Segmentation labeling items
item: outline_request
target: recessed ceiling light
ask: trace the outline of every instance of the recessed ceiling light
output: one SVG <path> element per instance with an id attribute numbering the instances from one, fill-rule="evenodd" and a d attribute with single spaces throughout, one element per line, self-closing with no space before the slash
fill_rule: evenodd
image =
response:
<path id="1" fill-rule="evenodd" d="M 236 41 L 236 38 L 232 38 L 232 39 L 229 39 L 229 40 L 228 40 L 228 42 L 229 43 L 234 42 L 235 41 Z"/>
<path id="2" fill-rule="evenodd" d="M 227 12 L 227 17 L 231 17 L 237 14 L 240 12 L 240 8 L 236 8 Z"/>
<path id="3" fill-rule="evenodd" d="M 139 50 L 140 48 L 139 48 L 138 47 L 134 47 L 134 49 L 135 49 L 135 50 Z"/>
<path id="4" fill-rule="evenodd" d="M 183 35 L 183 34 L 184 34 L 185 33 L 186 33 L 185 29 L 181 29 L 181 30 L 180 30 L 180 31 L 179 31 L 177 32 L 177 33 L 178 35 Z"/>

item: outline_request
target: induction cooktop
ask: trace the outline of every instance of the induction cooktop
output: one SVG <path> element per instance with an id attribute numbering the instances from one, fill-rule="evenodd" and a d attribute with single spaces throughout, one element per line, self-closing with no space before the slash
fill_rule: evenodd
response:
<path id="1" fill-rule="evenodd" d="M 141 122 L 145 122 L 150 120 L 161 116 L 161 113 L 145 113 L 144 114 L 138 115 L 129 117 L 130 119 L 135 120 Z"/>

§ **PROBLEM REQUIREMENTS**: Find each line in the rows above that contains the string "target", treating uppercase and lowercase as different, and copy those lines.

§ **TASK RESULT**:
target: recessed ceiling light
target: induction cooktop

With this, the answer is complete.